**Task**
Please count the lines in the material below that contain the string "outline", with case counting, and reply with the number alone.

********

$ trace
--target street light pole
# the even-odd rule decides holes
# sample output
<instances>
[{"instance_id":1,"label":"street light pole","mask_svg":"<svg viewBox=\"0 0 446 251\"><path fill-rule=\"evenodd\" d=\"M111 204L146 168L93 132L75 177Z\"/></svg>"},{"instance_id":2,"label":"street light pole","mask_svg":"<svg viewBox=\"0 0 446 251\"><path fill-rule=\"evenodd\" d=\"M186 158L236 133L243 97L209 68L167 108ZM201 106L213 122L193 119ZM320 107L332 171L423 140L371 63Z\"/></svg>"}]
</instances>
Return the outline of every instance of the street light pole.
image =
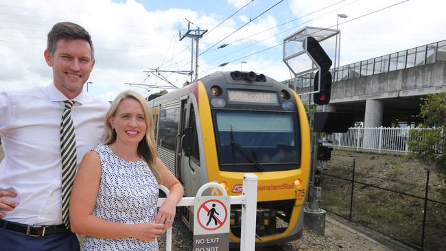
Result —
<instances>
[{"instance_id":1,"label":"street light pole","mask_svg":"<svg viewBox=\"0 0 446 251\"><path fill-rule=\"evenodd\" d=\"M345 14L338 14L338 21L336 21L336 30L338 30L338 27L339 26L339 18L341 19L346 19L349 17L349 16L346 15ZM339 48L338 48L338 36L339 36L339 32L336 34L336 43L335 44L335 62L334 62L334 67L333 68L333 78L335 80L338 80L338 72L336 71L336 67L339 67L339 58L340 57L340 49L341 49L341 40L340 38L339 38ZM336 58L336 53L339 50L339 55L338 55L338 58ZM338 58L338 59L336 59ZM336 64L336 61L338 61L338 63Z\"/></svg>"},{"instance_id":2,"label":"street light pole","mask_svg":"<svg viewBox=\"0 0 446 251\"><path fill-rule=\"evenodd\" d=\"M240 61L240 71L242 71L242 64L246 64L247 62L245 61Z\"/></svg>"}]
</instances>

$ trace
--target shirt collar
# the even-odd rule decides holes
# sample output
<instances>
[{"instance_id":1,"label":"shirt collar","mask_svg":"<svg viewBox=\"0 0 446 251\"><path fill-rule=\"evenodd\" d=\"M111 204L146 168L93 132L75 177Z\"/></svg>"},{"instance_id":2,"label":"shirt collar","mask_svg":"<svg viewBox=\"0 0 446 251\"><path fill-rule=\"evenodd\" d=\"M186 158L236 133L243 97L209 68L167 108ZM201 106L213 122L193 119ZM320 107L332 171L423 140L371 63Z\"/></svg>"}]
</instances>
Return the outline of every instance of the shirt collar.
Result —
<instances>
[{"instance_id":1,"label":"shirt collar","mask_svg":"<svg viewBox=\"0 0 446 251\"><path fill-rule=\"evenodd\" d=\"M54 82L51 83L49 86L48 86L48 93L49 94L49 99L52 101L70 100L69 98L65 97L65 95L63 95L59 90L58 90L57 88L56 88ZM75 101L76 103L79 103L82 105L82 103L85 101L86 97L84 93L84 90L82 90L82 91L78 96L75 97L71 100Z\"/></svg>"}]
</instances>

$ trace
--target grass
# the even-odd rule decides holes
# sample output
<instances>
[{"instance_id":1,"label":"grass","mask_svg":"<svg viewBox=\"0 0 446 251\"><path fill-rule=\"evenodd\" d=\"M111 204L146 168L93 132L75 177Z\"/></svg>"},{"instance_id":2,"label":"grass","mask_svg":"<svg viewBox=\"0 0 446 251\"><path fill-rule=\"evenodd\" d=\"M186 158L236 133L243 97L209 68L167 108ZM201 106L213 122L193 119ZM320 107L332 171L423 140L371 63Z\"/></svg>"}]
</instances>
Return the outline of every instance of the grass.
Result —
<instances>
[{"instance_id":1,"label":"grass","mask_svg":"<svg viewBox=\"0 0 446 251\"><path fill-rule=\"evenodd\" d=\"M402 156L336 151L329 169L322 172L321 207L347 218L350 214L351 182L324 176L351 179L355 158L355 180L424 197L424 164ZM446 202L444 175L434 168L430 176L429 198ZM424 200L355 183L352 220L412 245L421 246ZM443 250L446 239L446 206L429 202L425 228L425 248Z\"/></svg>"}]
</instances>

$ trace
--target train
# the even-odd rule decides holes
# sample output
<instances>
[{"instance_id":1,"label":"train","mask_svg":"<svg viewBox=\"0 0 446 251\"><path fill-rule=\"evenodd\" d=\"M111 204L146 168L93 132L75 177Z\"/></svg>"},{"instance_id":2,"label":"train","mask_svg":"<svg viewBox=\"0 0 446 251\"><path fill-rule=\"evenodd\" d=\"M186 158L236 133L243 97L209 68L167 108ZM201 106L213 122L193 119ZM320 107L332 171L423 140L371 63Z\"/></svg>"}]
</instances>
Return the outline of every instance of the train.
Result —
<instances>
[{"instance_id":1,"label":"train","mask_svg":"<svg viewBox=\"0 0 446 251\"><path fill-rule=\"evenodd\" d=\"M217 182L239 195L259 178L256 246L299 239L310 171L307 113L296 93L253 71L218 71L148 101L159 157L185 196ZM193 210L178 213L191 230ZM230 246L239 245L240 205L231 205Z\"/></svg>"}]
</instances>

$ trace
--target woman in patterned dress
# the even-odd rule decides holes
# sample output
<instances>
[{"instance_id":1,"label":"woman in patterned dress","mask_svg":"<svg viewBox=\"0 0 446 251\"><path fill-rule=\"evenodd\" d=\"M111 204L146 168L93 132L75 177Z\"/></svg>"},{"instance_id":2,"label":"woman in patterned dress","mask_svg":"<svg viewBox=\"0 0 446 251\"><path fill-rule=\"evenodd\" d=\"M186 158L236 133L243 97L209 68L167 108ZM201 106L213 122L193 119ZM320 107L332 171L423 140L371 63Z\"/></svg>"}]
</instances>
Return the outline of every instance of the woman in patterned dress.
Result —
<instances>
[{"instance_id":1,"label":"woman in patterned dress","mask_svg":"<svg viewBox=\"0 0 446 251\"><path fill-rule=\"evenodd\" d=\"M74 181L71 230L86 235L82 250L158 250L156 237L172 226L183 186L156 157L142 96L120 93L104 123L105 145L85 154ZM159 184L170 195L156 212Z\"/></svg>"}]
</instances>

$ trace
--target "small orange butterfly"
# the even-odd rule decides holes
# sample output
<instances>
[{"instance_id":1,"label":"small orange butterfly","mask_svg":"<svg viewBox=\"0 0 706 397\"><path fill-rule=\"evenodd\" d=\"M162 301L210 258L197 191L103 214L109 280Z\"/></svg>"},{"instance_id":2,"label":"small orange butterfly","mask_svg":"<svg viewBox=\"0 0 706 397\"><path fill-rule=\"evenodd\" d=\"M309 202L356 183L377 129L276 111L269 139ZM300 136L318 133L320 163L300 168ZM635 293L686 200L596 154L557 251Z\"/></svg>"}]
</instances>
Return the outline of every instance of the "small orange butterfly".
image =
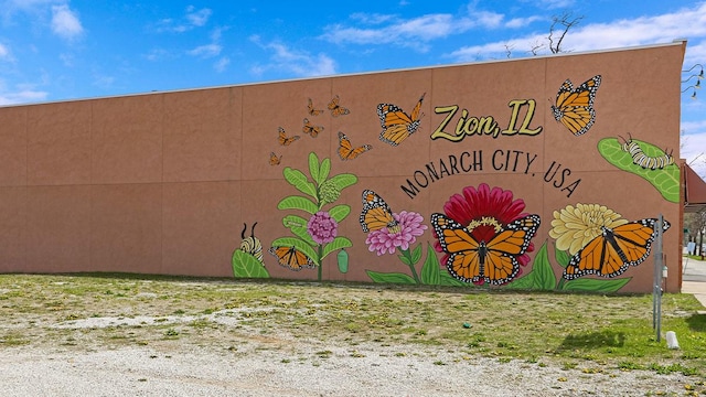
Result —
<instances>
[{"instance_id":1,"label":"small orange butterfly","mask_svg":"<svg viewBox=\"0 0 706 397\"><path fill-rule=\"evenodd\" d=\"M307 105L307 108L309 109L309 115L311 116L319 116L323 112L323 109L313 108L313 101L311 101L311 98L309 98L309 105Z\"/></svg>"},{"instance_id":2,"label":"small orange butterfly","mask_svg":"<svg viewBox=\"0 0 706 397\"><path fill-rule=\"evenodd\" d=\"M269 153L269 164L270 165L279 165L279 163L282 161L282 157L277 157L277 154L275 154L275 152L270 152Z\"/></svg>"},{"instance_id":3,"label":"small orange butterfly","mask_svg":"<svg viewBox=\"0 0 706 397\"><path fill-rule=\"evenodd\" d=\"M329 110L331 110L331 116L339 117L343 115L347 115L351 111L339 104L341 98L339 96L334 96L329 103Z\"/></svg>"},{"instance_id":4,"label":"small orange butterfly","mask_svg":"<svg viewBox=\"0 0 706 397\"><path fill-rule=\"evenodd\" d=\"M317 265L296 247L271 247L268 253L277 258L277 262L291 270L313 268Z\"/></svg>"},{"instance_id":5,"label":"small orange butterfly","mask_svg":"<svg viewBox=\"0 0 706 397\"><path fill-rule=\"evenodd\" d=\"M323 126L314 126L308 118L304 118L304 125L301 127L301 130L304 133L309 133L311 138L317 138L319 132L323 131Z\"/></svg>"},{"instance_id":6,"label":"small orange butterfly","mask_svg":"<svg viewBox=\"0 0 706 397\"><path fill-rule=\"evenodd\" d=\"M345 133L339 131L339 157L341 160L353 160L366 151L373 149L370 144L363 144L362 147L353 148L351 140Z\"/></svg>"},{"instance_id":7,"label":"small orange butterfly","mask_svg":"<svg viewBox=\"0 0 706 397\"><path fill-rule=\"evenodd\" d=\"M287 133L285 132L285 129L279 127L279 144L281 146L290 146L291 142L296 141L297 139L301 138L300 136L293 136L293 137L287 137Z\"/></svg>"},{"instance_id":8,"label":"small orange butterfly","mask_svg":"<svg viewBox=\"0 0 706 397\"><path fill-rule=\"evenodd\" d=\"M397 105L379 104L377 105L377 116L383 131L379 133L379 140L392 146L398 146L410 135L419 129L420 119L424 114L419 114L421 109L422 94L417 105L411 109L411 114L407 115Z\"/></svg>"}]
</instances>

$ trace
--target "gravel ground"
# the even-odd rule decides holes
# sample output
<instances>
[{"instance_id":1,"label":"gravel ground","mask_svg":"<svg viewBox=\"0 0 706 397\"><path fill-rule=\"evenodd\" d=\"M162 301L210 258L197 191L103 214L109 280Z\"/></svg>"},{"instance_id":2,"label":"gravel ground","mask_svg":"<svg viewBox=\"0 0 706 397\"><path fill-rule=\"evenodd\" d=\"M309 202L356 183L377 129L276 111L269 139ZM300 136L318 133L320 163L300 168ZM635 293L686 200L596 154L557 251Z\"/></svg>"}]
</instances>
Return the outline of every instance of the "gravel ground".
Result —
<instances>
[{"instance_id":1,"label":"gravel ground","mask_svg":"<svg viewBox=\"0 0 706 397\"><path fill-rule=\"evenodd\" d=\"M684 395L689 387L689 378L676 374L586 373L405 348L407 353L400 354L394 346L352 350L315 343L300 343L288 352L265 345L248 351L174 345L96 352L17 347L0 357L0 385L6 397L645 396Z\"/></svg>"}]
</instances>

********

**Full solution**
7